Objective:
Copy every line of the records below word for word, without changing anything.

Excerpts from a pointing dataset:

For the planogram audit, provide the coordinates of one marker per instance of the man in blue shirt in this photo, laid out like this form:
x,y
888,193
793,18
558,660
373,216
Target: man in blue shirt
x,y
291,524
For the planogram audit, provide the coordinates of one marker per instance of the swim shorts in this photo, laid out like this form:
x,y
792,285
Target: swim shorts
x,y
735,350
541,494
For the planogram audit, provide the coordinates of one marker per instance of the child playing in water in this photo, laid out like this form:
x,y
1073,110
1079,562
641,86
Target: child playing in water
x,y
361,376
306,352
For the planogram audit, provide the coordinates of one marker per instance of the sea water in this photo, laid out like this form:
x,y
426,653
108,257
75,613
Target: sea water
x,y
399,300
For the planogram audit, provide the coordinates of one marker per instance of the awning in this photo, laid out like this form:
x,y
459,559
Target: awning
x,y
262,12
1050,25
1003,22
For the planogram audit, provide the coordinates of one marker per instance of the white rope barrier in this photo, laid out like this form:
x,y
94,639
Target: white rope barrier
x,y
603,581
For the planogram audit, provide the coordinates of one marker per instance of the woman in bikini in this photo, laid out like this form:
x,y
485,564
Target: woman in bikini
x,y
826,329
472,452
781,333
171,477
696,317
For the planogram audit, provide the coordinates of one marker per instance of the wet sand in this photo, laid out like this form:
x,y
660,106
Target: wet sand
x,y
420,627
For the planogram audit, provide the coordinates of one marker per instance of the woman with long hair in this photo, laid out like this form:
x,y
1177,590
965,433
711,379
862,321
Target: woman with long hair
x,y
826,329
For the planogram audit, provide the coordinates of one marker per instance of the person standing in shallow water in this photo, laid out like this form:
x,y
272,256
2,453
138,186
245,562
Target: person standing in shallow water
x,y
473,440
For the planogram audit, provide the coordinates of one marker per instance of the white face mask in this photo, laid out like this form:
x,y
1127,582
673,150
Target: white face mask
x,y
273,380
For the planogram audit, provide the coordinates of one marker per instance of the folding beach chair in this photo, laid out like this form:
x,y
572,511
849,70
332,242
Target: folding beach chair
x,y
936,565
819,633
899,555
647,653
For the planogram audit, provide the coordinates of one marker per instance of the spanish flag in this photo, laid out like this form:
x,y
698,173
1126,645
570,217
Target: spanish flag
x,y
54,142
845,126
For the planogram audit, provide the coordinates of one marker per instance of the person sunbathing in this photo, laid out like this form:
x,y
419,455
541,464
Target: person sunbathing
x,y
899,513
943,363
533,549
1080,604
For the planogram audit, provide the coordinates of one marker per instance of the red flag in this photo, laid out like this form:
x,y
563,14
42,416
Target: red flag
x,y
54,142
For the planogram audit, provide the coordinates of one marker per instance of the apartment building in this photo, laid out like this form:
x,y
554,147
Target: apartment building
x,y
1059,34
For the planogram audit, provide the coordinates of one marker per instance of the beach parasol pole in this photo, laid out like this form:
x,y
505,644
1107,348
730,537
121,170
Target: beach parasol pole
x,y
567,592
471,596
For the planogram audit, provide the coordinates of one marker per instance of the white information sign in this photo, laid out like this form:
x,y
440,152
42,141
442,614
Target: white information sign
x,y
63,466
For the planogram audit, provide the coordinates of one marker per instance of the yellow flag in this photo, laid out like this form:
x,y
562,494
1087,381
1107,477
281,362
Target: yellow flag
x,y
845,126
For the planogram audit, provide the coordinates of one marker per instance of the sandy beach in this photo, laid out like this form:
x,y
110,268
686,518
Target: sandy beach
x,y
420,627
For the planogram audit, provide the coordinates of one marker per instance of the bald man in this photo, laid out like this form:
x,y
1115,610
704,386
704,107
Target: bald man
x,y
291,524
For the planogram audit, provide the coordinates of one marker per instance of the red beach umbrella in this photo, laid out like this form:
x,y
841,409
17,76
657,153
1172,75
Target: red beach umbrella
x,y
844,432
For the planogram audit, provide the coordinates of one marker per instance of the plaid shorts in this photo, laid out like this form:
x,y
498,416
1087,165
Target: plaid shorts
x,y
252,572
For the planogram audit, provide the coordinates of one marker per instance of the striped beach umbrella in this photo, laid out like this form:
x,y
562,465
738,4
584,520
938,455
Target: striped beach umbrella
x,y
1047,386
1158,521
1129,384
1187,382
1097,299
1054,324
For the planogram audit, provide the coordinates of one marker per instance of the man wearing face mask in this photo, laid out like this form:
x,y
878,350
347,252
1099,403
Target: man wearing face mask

Output for this exercise:
For the planogram audit, provide the coordinates of one marker per instance of the man in blue shirt in this photo, laid out like this form:
x,y
888,193
793,18
558,660
373,216
Target: man in blue shirt
x,y
291,524
For the planogram audit, provide the coordinates of one marker per instance of the swim shorts in this photo, laid out like this form:
x,y
792,285
Target: swim shorts
x,y
735,350
541,494
For the planogram audit, provide the coordinates of one marker per instance of the child playing in water in this photo, laid out like this form:
x,y
1073,110
1079,562
641,86
Target: child playing in water
x,y
361,376
306,352
For the planogram audit, provide the coordinates of one marker per instance of the sea water in this photo, laid out like this form:
x,y
426,653
108,257
75,613
Target: sea water
x,y
399,300
For the planogram audit, provide the coordinates of one marker per instance of the awning in this photo, laid out like this form:
x,y
459,559
Target: awning
x,y
262,12
1050,25
1003,22
For the planogram audit, provide the coordinates of one marker per instance of the white rope barrier in this photo, laid out like this form:
x,y
94,639
Target: white rope barrier
x,y
603,581
For the planogram audit, provide the coordinates of one marker per instance of the woman in bikini in this photo, laid out like this form:
x,y
485,564
Target: woman in bikini
x,y
826,329
472,452
781,333
171,477
696,317
For the planogram audit, provide the coordinates of one marker per instance of the wet sand in this photo, laid out like this form:
x,y
660,106
Target: wet sand
x,y
420,627
For the planogram audit, provide the coordinates of one marker per instance of the woman with long hair in this photo, laid out like this form:
x,y
1177,590
965,433
711,379
862,321
Target: woman with long hair
x,y
826,329
For the planogram audit, provide the coordinates of one marker per instance of the person standing in shallow water in this photo, laid out like this form:
x,y
272,256
2,453
138,186
245,562
Target: person standing in shallow water
x,y
473,440
For the planogram audit, provide the coordinates of one marker per instance of the white face mask in this photo, laid out like this form:
x,y
1127,582
673,150
Target: white face mask
x,y
273,380
For the planogram audit, provide the coordinates of one marker per instance of the folding beach chair in this photo, laid out like this form:
x,y
572,511
849,70
332,242
Target: folding beach chair
x,y
936,565
819,633
899,555
647,653
For the planogram audit, provide the coordinates of one marker per instance of the spanish flag in this photo, laid out like this form:
x,y
698,173
1126,645
570,217
Target: spanish flag
x,y
54,142
845,126
For the planogram audit, provide the coordinates of one marker per instance of the person sunbathing in this photo, laid out like this form:
x,y
419,455
541,464
Target: person sunbathing
x,y
899,513
943,363
533,549
1080,604
For the planogram audit, provide the coordinates of one marker per instance of the red flag in this photo, laid out like this form:
x,y
563,14
42,416
Target: red flag
x,y
54,142
For the planogram audit, provide the coordinates of one marker per instance of the apartment building in this photo, laid out like this form:
x,y
554,147
Target: apartment building
x,y
1059,34
For the planogram audit, provide the coordinates of one marker per instance of the beach parasol pole in this photo, laid out like this form:
x,y
505,644
1107,348
730,537
121,170
Target: beach parasol pole
x,y
567,592
471,596
For the planogram audit, provide the coordinates of one marker per instance of the white information sign in this photo, laid out like this form:
x,y
440,152
42,141
442,614
Target: white information sign
x,y
63,466
For the planogram audit, provide the coordinates of one marker per instance of the yellow flag in this photo, laid out like this form:
x,y
562,494
1087,381
1107,477
281,362
Target: yellow flag
x,y
845,126
For the planogram audit, provide the coordinates of one marker per instance of the sandy beach in this photo, laid out like this form:
x,y
110,268
686,518
Target: sandy beach
x,y
420,627
For the planogram audit, provide the coordinates of one marker per instance of the bald man in this photo, laid out like this form:
x,y
1115,610
704,386
704,107
Target: bald man
x,y
291,524
For the planogram audit, provide the coordinates of one marker per instance of the red beach umbrella in this photo, laid out like this form:
x,y
841,409
17,76
657,153
1172,75
Target: red beach umbrella
x,y
844,432
For the planogram audit, provide the coordinates of one marker per instance of the plaid shorts in this photo, laid out like this form:
x,y
498,416
1087,165
Target: plaid shorts
x,y
252,572
For the planogram audit, provide the coordinates of one marker per instance of the striped beach umbrella in this photo, laid out like this form:
x,y
562,465
738,4
584,520
938,455
Target: striped beach umbrella
x,y
1047,386
1158,521
1129,384
1187,382
1097,299
1054,324
For the planogram audit, provide the coordinates of one marker per instance of the man wearing face mask in this photo, laid out like this form:
x,y
878,350
347,252
1099,403
Target: man wearing face mask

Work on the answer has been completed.